Hungary pub lets clients drink between the lines

Written By DNA Web Team | Updated: Jul 26, 2010, 09:57 PM IST

Customers can quench their thirst not only for ales and spirits but enjoy some intellectual refreshment as well.

On the way home from a hard day's work, Ferenc Nagy often gets the urge to pop into his favourite boozer for another round of binge reading.

Nagy, 42, is something of a regular at the Gyopar, a small, Communist-era pub in this village just outside Budapest, where customers can quench their thirst not only for ales and spirits but enjoy some intellectual refreshment as well.

"I come in, grab a book and just read into it for an hour or two, depending on how much time I have," Nagy said.

"I have a cool drink, I see a bunch of colleagues sitting around, so I join them by the table and read a bit. It's good."

It is now more than three years since the manager, Peter Maurer, came up with the idea of this unique communal hybrid of a public library inside a pub, and, if customer satisfaction is any measure, the project has been a success.

"We just had a lot of unused books and we kept discussing with the bartender how we should not let them go to waste and how good it would be to launch a library somewhere," said Maurer, 56, himself a former librarian.

After a quick call to a fellow entrepreneur who provided the shelves, the library was launched over a weekend with about 1,000 random titles ranging from biographies from ancient Greece to modern sports encyclopaedias.

"We had a debate during the World Cup the other day on who had actually won the first one and we found two books that had the answer ... so the debate was decided," Maurer said.

The rules are simple. There are no registration or borrowing fees and the library works on a bring one, take one basis, which Maurer said had proved to be a surprisingly workable policy.

"We have people coming who would otherwise probably not go to the library but they do come in here," he said. "They have a wine spritzer or two and read into a couple of books just like in a cafe in the olden days."

Nagy, who donated about 30 books of his own to the collection, is one of the more avid fans of the institution.

"In the early days, there was a bit of a scare as to how this whole thing might pan out, because the village has another library," he said. "They were afraid that this would attract more people and it indeed turned out to be the case."

DATA SUPPLIED:
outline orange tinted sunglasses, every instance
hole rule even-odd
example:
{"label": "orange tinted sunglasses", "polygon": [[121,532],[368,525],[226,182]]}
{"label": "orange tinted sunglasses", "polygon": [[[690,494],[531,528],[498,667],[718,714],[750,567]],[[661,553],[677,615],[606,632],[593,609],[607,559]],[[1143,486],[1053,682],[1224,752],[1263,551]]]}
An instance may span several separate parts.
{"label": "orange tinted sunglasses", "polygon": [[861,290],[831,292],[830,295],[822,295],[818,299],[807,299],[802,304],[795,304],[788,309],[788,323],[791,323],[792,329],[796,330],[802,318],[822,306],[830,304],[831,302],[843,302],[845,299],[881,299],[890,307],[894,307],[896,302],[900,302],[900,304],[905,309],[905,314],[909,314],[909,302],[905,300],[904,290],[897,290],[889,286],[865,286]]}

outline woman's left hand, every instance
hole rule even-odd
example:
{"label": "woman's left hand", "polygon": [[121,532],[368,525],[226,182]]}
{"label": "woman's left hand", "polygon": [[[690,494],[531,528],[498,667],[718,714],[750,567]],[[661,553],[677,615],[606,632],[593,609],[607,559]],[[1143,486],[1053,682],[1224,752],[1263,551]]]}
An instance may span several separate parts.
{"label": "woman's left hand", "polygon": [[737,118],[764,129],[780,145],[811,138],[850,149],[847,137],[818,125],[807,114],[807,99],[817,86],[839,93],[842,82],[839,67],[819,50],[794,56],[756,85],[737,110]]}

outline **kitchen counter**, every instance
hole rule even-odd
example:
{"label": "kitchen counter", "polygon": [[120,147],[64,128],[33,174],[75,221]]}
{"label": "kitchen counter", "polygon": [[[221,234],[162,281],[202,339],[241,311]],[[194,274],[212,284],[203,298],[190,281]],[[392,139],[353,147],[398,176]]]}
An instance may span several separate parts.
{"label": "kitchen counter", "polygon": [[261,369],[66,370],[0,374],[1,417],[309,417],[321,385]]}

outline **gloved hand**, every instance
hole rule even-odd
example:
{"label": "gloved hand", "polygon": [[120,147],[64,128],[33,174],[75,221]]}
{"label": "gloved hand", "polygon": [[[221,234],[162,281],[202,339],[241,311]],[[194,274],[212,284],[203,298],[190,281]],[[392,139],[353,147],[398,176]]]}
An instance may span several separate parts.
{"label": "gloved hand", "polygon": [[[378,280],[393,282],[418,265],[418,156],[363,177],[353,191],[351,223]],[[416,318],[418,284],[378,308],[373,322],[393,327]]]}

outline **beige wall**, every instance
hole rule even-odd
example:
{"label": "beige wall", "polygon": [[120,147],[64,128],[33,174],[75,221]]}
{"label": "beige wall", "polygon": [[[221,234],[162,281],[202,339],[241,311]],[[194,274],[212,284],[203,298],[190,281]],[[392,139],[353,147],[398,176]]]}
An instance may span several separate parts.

TO DO:
Decide whether each of the following statements agrees with the article on the Hungarian pub library, answering yes or no and quoting the words of the article that settle it. (a) The library opened with roughly 1,000 titles. (b) Customers pay a small fee to borrow books. (c) Maurer once worked as a librarian.

YOUR SOLUTION:
(a) Yes: "the library was launched over a weekend with about 1,000 random titles"
(b) No: "There are no registration or borrowing fees"
(c) Yes: "himself a former librarian"